### [TASKS TO CARRY OUT]
A - Answer these questions about the forum thread on African electric yellow cichlids, one line each:
(i) What size is the tank the first poster wants to add cichlids to, and which fish are already in it?
(ii) Which fish did dirtydutch4x keep the Yellow Labs with?
(iii) How small does Fishboydanny1 recommend getting the labs?
B - Extend the forum thread on African electric yellow cichlids, picking up after its last reply.

### [DOCUMENT EXCERPT]
• • • • •
# African electric yellow Cichlids



## kris_leonardi (Jun 28, 2009)

I know that cichlids are known to be aggressive, but I wanted to add some to my 20 gallon tank where I have 2 Dwarf Gouramis. Would the Cichlids attack them?


----------



## dirtydutch4x (Jun 16, 2009)

I had my Yellow Labs with blue rams, gourami's, and barbs with no problems, however it was my experience and not a rule to the species, most will say no, I believe you try it and just keep an open eye. My wife has barbs(green tiger, tiger, gold, cherry), convicts, dempsey's, and a juvi flowerhorn all together and its suprisingly peaceful. hope this helps some.


----------



## kris_leonardi (Jun 28, 2009)

this helps quite a bit.
thanks so much!


----------



## Fishboydanny1 (Jun 13, 2008)

i'd have to agree with dirtydutch4x, but I would reccomend getting the labs as small as possible.... in my experience, young fish's aggression is detirmined partly by their species and by their ecosystem. I had a batch of wild type baby mollies (same mom & age), some of which i kept with baby africans. the babies with the africans became the world's meanest mollies!!! good luck with your experiment!
• • • • •
### [SOURCE MATERIAL]
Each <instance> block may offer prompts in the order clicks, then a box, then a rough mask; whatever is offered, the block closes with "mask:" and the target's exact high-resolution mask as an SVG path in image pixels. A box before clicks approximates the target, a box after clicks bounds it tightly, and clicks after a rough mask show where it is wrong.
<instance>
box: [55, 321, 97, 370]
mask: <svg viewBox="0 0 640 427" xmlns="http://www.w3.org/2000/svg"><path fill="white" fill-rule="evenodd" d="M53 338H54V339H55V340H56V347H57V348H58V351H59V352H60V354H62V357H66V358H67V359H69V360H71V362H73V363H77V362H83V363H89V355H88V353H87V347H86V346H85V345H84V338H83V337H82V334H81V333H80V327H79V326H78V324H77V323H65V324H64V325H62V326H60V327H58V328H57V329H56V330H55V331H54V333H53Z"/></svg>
• • • • •
### [ANSWERS TO THE PROBLEMS]
A -
(i) A 20 gallon tank holding 2 Dwarf Gouramis.
(ii) Blue rams, gouramis, and barbs.
(iii) As small as possible.

B -
----------



## dirtydutch4x (Jun 16, 2009)

pretty much all of my fish are bought as small as possible and i try to grow them out with variety of fish, more than a year in and the only problems ive faced are my JD's going at each other, all the different types leave each other alone.


----------



## throttle out (Jul 28, 2009)

Peakocs Are Very Mild U Will Have No Probs With That


----------



## calvin17 (Sep 20, 2009)

I have yellow labs in my african cichlid tank, and they are the ONLY ones that dont fight, and they are rather docile for cichlids, so i think it should be fine. But every fish has its own personalty ay....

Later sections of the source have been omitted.